Any of these types of legacies may be joint or separate. A legacy to more than one person is either joint or separate. La. C.C. art. 1588. It is separate when the testator assigns shares and joint when he does not. La. C.C. art. 1588. Nevertheless the testator may make a legacy joint or separate by expressly designating it as such. Id. The jurisprudential rule is that a legacy made to multiple people “to be shared and shared alike” or “shared equally” is a designation of shares and thus a separate legacy, unless the testator clearly had a contrary intent. See Succession of Lambert, 210 La. 686, 28 So.2d 1 (1946); see also Succession of McCarron, 247 La. 419,172 So.2d 68 (1965).
A legacy lapses when the legatee predeceases the testator. La. C.C. art. 1589(1). Accretion of a lapsed legacy takes place according to the testament, or in the absence of a governing testamentary provision, according to the following rules. La. C.C. art. 1590. When a particular or a general legacy lapses, accretion takes place in favor of the successor who, under the testament, would have received the thing if the legacy had not been made. La. C.C. art. 1591.

- **Information given**:
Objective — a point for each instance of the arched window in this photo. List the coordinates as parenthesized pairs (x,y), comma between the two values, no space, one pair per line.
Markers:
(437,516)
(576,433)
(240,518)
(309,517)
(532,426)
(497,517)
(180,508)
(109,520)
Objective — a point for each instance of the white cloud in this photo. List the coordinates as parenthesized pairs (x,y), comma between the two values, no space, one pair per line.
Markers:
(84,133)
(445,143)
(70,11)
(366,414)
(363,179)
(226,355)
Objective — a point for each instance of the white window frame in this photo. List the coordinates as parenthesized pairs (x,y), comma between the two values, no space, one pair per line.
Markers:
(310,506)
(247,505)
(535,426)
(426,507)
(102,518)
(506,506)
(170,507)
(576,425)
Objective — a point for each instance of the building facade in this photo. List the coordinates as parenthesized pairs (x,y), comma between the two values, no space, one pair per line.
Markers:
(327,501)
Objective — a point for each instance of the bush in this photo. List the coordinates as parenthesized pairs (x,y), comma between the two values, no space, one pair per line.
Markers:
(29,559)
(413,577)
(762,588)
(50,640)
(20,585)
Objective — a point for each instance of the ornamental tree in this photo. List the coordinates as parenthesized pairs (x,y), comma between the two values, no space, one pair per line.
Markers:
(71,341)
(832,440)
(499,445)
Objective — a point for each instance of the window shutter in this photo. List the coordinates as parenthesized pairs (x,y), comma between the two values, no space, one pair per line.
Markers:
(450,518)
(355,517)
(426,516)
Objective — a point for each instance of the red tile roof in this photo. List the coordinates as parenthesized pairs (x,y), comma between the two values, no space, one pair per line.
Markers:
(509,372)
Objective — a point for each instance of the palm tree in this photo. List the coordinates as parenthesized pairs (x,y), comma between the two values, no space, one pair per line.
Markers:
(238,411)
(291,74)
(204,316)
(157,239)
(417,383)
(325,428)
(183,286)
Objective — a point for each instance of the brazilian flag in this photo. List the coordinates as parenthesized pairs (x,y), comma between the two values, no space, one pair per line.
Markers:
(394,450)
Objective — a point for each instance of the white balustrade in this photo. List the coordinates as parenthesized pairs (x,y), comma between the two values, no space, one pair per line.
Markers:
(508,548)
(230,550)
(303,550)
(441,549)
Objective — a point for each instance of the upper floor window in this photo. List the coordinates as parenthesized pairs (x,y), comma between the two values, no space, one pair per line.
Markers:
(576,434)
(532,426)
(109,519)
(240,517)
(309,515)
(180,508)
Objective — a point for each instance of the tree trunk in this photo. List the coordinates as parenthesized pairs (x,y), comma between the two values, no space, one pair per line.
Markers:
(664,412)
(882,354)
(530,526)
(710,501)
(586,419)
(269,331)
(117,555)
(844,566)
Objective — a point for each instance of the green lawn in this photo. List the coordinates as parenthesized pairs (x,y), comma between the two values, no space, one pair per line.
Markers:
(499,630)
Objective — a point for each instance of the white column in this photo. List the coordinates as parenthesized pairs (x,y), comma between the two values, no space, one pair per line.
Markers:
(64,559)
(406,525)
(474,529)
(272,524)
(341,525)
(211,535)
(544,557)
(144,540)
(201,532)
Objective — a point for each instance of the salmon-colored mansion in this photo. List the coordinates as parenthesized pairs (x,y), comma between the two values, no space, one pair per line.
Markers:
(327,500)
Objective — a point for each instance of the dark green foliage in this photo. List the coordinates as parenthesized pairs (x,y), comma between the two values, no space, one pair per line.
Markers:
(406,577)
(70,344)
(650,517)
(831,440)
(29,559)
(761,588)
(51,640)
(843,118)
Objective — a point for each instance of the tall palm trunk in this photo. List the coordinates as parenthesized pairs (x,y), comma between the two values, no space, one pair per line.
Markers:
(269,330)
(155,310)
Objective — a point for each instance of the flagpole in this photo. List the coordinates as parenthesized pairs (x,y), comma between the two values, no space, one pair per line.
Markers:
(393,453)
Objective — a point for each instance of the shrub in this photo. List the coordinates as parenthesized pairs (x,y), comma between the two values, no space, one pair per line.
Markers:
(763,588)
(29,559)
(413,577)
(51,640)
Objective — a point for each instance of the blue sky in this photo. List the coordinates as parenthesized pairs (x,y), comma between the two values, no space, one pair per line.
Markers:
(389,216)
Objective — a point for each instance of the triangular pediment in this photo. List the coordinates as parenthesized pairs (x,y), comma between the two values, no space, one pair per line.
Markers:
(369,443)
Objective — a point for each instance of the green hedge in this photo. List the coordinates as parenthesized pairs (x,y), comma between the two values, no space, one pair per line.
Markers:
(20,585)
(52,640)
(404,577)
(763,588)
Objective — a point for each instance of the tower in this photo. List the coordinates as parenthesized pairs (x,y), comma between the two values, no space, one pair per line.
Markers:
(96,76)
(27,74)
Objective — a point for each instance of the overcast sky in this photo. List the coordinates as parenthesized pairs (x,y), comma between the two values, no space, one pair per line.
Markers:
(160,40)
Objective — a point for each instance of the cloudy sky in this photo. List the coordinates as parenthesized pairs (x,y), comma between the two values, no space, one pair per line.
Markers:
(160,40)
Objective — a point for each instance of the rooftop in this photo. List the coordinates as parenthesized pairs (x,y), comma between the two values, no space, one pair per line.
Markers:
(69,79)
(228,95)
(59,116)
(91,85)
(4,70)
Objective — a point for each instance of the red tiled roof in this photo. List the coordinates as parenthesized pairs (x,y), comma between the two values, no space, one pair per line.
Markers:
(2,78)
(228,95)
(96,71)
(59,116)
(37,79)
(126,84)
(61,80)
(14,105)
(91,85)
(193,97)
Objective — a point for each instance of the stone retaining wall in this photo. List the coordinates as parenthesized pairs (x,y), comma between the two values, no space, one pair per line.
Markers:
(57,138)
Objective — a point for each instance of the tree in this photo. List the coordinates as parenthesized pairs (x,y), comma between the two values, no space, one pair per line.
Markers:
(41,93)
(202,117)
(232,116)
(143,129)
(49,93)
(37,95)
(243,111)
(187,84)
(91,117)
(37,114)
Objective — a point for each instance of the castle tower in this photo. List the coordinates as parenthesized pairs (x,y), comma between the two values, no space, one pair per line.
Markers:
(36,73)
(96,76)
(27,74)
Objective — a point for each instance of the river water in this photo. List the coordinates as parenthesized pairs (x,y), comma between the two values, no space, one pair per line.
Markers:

- **Problems to work on**:
(A) Answer these questions from the legacy passage:
(i) When is a legacy to more than one person separate?
(ii) When does a legacy lapse?
(iii) When a particular or a general legacy lapses, in whose favor does accretion take place?
(B) Please write out the legacy passage from "Any of these" up to and including "So.2d 68 (1965).".
The records are separate material from the legacy passage.

- **Solutions to each task**:
(A)
(i) When the testator assigns shares.
(ii) When the legatee predeceases the testator.
(iii) In favor of the successor who, under the testament, would have received the thing if the legacy had not been made.

(B)
Any of these types of legacies may be joint or separate. A legacy to more than one person is either joint or separate. La. C.C. art. 1588. It is separate when the testator assigns shares and joint when he does not. La. C.C. art. 1588. Nevertheless the testator may make a legacy joint or separate by expressly designating it as such. Id. The jurisprudential rule is that a legacy made to multiple people “to be shared and shared alike” or “shared equally” is a designation of shares and thus a separate legacy, unless the testator clearly had a contrary intent. See Succession of Lambert, 210 La. 686, 28 So.2d 1 (1946); see also Succession of McCarron, 247 La. 419,172 So.2d 68 (1965).